Working data:

————————

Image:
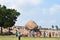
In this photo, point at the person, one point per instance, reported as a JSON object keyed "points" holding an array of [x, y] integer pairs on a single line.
{"points": [[16, 33], [19, 36]]}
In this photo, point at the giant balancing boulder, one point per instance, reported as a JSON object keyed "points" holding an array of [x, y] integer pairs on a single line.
{"points": [[31, 25]]}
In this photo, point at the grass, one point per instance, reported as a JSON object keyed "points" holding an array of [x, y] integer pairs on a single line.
{"points": [[25, 38]]}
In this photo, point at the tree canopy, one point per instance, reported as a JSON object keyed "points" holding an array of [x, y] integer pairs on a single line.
{"points": [[8, 17]]}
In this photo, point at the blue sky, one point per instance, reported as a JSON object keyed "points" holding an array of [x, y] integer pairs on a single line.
{"points": [[43, 12]]}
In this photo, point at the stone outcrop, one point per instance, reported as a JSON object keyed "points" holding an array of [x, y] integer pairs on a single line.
{"points": [[31, 25]]}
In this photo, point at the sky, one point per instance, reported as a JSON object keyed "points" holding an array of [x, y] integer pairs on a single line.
{"points": [[44, 12]]}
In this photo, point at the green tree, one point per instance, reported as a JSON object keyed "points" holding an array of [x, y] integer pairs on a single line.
{"points": [[8, 17], [56, 27]]}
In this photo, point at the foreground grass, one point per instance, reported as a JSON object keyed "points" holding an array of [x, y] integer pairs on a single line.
{"points": [[26, 38]]}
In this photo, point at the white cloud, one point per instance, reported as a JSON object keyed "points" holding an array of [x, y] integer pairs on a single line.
{"points": [[52, 21], [21, 2], [52, 10]]}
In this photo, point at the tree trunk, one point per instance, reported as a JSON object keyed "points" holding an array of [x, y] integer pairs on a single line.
{"points": [[9, 29], [1, 30]]}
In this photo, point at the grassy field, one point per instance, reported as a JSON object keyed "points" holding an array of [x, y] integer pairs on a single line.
{"points": [[26, 38]]}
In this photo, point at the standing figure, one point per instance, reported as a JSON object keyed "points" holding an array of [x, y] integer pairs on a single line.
{"points": [[19, 36], [16, 33]]}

————————

Your goal:
An exact transcription of the listing is required, and it must contain no pictures.

Answer to the problem:
Image:
In this photo, point at the person, one point per instance, reported as a JSON object keyed "points" holding an array of [x, y] integer pairs on a single line.
{"points": [[16, 33], [19, 36]]}
In this photo, point at the giant balancing boulder, one point per instance, reported as a JSON object keyed "points" holding an array of [x, y] integer pairs on a single line.
{"points": [[31, 25]]}
In this photo, point at the grass, one point per instance, reported as a JSON object keyed "points" holding an array of [x, y] integer pairs on a single line.
{"points": [[25, 38]]}
In this photo, point at the tree canopy, one point per instance, reported as a JSON object keyed "points" holding an array of [x, y] integer pairs on a single line.
{"points": [[8, 17]]}
In this photo, point at the blue sky, one point per instance, reported as a JSON object keyed "points" holding an array of [x, y] integer pairs on a single line.
{"points": [[43, 12]]}
In this photo, point at the stone outcrop, one point per instance, reported as a JSON object keyed "points" holding an array of [x, y] integer pairs on a single line.
{"points": [[31, 25]]}
In this photo, point at the sky, one point per instance, reported as a JSON object keyed "points" holding an array of [x, y] integer pairs on a single line.
{"points": [[44, 12]]}
In this photo, point at the green tree, one point per instance, reported as a JSON object keyed "points" holding an array of [x, y] integer pairs on a single line.
{"points": [[8, 17], [56, 27]]}
In this photo, point at the foreground grass, one point per instance, reported as a JSON object keyed "points" holding an array of [x, y] integer pairs on a single line.
{"points": [[26, 38]]}
In this photo, point at the white cloud, one point per instance, reported as a JSON object keyed "points" holding an array of [x, y] integer pairs on a single line.
{"points": [[52, 21], [21, 2], [52, 10]]}
In this photo, point at the tree trunk, one point per instance, reported as a JSON object keyed "points" holding an array of [x, y] integer pairs on a single line.
{"points": [[9, 29], [1, 30]]}
In this photo, point at the grassy field, one point per instance, reported as a JSON object keyed "points" holding an array of [x, y] integer pairs on a single line.
{"points": [[26, 38]]}
In this photo, point at the standing figure, one point per instance, reported as a JSON object keyed "points" holding an array of [x, y] integer pairs on a single line.
{"points": [[19, 36], [16, 33]]}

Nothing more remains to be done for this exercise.